» 给定问题 1
在下面关于哈夫曼压缩的文档摘录中，若规定根结点的层数为1，从根结点到第L层结点的路径长度是多少？

─── 文档摘录 ───

压缩小工具 哈夫曼算法
压缩原理图
说明
- 小写字母代表字节。
- 映射表为字节码与新编码的映射关系表,字节a→编码A,。。。
- 大写字母序列为压缩后文件的序列。
压缩前提
- 文件 = 字节序列,如上图序列{a,b,c,a,d,…}
- 文件不同,不同字节出现的频率也不同,如上,字节a出现的频率最高
- 让使用频率高的用短码,使用频率低的用长码,以优化整个文件长度。
基本术语
- 哈夫曼树又称为最优树.
- 路径和路径长度。 在一棵树中,从一个结点往下可以达到的孩子或孙子结点之间的通路,称为路径。通路中分支的数目称为路径长度。若规定根结点的层数为1,则从根结点到第L层结点的路径长度为L-1。
- 结点的权及带权路径长度。 若将树中结点赋给一个有着某种含义的数值,则这个数值称为该结点的权。结点的带权路径长度为:从根结点到该结点之间的路径长度与该结点的权的乘积。
- 树的带权路径长度。 树的带权路径长度规定为所有叶子结点的带权路径长度之和,记为WPL。
实现压缩文件过程
- ①读取文件字节流
- ②统计字节出现频率
- ③使用字节频率构造哈夫曼编码
- ④将原字节流通过编码表,映射为新的编码流
- ⑤将编码信息和新编码流保存,以实现压缩
①读取文件字节流
public class Compression{
...
private FileInputStream inputStream;
...
}
...
inputStream = new FileInputStream(s);
byte[] allBytes= inputStream.readAllBytes();
...
②统计字节出现频率
public class Compression{
...
HashMap<Byte,Integer> frequencyHashMap;
...
}
public void countFrequency(byte[] allBytes ) throws IOException {
long start = System.currentTimeMillis();
for (byte b: allBytes) {
if(frequencyHashMap.get(b)==null){
frequencyHashMap.put(b,1);
}else {
frequencyHashMap.put(b,frequencyHashMap.get(b)+1);
}
}
long stop = System.currentTimeMillis();
//System.out.println("统计频率完成");
System.out.println("统计频率用时:"+ (stop-start)+" ms");
}
③使用字节频率构造哈夫曼编码
说明:
- public Node createHuffmanTree(ArrayList l)
- 输入:节点序列
- 输出:哈夫曼树头结点
- void getHuffmanCodes(Node node,String code,StringBuilder sb)
- 递归的方式生成哈夫曼编码
- 左子树加0 右子树加1
- 当到达叶子节点时,便可以获得哈弗曼编码,并将哈夫曼编码信息存储映射表中
class Compression{
...
HashMap<Byte,String> compressionmap;
HashMap<String,Byte> decompressionmap;
...

─── 记录列表 ───

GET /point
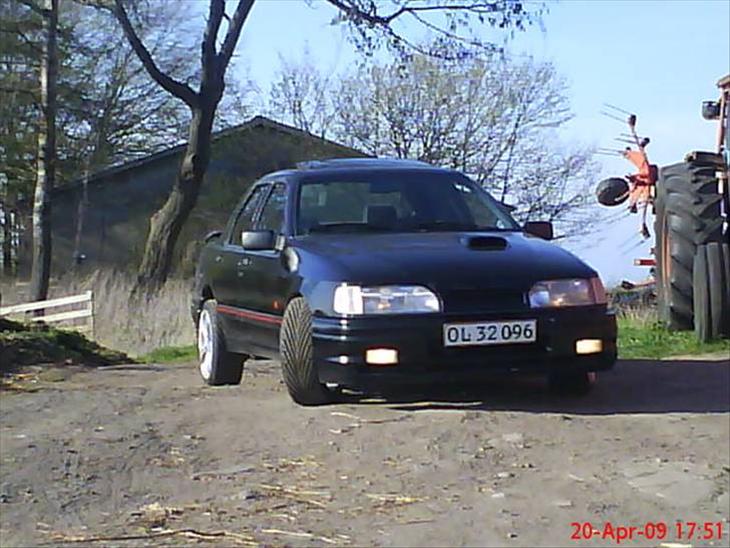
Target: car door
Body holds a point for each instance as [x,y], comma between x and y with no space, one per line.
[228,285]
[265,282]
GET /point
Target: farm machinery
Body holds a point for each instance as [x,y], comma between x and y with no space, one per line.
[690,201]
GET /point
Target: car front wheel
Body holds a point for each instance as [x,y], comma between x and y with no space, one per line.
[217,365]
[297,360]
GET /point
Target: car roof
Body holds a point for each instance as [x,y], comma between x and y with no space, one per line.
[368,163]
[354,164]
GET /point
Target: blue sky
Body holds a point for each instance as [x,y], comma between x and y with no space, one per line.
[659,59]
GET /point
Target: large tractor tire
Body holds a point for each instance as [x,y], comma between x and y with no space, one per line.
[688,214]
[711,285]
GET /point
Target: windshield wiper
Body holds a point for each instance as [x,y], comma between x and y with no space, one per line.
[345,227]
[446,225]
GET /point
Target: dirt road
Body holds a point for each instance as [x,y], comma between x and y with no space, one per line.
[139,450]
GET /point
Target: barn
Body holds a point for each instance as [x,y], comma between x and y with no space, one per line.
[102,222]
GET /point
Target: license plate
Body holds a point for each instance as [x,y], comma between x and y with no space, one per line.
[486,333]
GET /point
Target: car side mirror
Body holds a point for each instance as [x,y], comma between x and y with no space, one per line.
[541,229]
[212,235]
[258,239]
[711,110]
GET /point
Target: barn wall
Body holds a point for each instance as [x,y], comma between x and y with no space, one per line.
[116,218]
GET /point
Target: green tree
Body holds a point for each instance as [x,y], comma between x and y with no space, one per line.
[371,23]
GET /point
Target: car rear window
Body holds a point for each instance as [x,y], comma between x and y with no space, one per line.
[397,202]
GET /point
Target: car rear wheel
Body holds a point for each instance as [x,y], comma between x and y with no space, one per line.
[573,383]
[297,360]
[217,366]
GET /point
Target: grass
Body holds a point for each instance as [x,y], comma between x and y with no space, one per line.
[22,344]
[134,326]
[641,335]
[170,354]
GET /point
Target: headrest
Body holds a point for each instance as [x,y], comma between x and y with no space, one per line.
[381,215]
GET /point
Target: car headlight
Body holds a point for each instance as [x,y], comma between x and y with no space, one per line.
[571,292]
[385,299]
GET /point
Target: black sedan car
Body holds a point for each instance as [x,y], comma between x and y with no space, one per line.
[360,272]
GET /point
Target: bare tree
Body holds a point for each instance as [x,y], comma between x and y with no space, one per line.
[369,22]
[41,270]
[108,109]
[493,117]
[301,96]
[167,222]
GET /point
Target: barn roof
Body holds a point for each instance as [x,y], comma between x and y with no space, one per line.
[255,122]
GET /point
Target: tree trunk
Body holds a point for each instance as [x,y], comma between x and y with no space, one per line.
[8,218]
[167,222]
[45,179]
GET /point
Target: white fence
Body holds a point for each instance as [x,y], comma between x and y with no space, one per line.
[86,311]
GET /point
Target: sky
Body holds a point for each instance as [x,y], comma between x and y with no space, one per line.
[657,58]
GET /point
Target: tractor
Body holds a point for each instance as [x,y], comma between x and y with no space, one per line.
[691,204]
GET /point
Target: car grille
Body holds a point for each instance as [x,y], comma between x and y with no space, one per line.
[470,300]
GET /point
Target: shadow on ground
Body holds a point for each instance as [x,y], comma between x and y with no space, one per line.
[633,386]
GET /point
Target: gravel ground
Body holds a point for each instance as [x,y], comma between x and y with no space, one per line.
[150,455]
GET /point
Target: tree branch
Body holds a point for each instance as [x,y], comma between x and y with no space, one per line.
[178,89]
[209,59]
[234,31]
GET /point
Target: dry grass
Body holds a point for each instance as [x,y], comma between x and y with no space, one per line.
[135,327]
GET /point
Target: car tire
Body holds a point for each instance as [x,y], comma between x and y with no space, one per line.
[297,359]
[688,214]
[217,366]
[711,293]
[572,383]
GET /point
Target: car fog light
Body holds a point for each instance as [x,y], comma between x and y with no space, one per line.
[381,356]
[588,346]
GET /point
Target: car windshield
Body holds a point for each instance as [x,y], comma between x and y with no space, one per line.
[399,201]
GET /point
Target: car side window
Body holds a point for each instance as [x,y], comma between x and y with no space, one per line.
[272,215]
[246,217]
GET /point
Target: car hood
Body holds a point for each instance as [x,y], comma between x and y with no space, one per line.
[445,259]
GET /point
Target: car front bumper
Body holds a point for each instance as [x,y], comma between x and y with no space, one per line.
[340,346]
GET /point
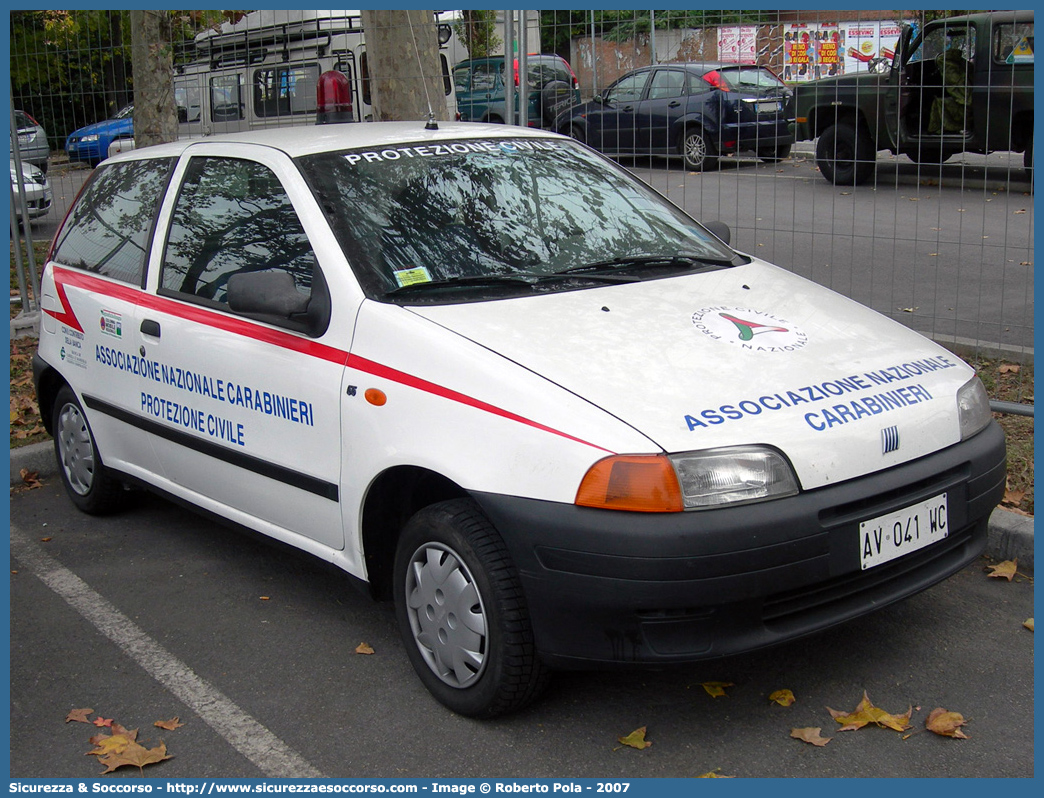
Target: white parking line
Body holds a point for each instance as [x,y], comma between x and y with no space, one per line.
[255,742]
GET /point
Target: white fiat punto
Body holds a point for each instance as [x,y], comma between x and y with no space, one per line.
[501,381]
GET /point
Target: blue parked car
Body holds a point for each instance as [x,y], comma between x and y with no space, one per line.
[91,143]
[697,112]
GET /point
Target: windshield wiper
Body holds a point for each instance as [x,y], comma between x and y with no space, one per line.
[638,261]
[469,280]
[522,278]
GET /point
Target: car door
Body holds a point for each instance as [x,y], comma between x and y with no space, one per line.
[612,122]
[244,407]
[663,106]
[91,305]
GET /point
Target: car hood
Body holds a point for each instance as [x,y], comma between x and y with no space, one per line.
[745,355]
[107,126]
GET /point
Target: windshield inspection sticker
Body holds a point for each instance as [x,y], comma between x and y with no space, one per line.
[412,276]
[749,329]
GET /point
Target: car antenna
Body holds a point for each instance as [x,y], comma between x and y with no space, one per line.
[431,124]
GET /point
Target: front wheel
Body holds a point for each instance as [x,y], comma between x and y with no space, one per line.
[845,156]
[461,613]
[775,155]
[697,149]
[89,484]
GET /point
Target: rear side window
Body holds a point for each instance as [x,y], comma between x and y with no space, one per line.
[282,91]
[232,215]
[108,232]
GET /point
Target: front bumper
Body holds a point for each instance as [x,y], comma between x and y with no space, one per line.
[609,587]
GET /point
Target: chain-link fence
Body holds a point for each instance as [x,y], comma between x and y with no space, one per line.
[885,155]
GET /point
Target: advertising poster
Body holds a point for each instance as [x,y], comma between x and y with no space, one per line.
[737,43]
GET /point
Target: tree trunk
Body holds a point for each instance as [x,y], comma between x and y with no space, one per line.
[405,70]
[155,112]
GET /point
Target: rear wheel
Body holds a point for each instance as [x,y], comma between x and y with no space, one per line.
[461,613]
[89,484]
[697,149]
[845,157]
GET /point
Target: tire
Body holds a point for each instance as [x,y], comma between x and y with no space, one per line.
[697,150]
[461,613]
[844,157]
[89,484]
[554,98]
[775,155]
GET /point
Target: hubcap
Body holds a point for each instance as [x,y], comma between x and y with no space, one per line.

───

» 给定问题 2
从上面的记录中挑出所有含有字符串“ground”的行，区分大小写。

» 完整输出 1
L-1

» 完整输出 2
Target: shadow on ground
Target: gravel ground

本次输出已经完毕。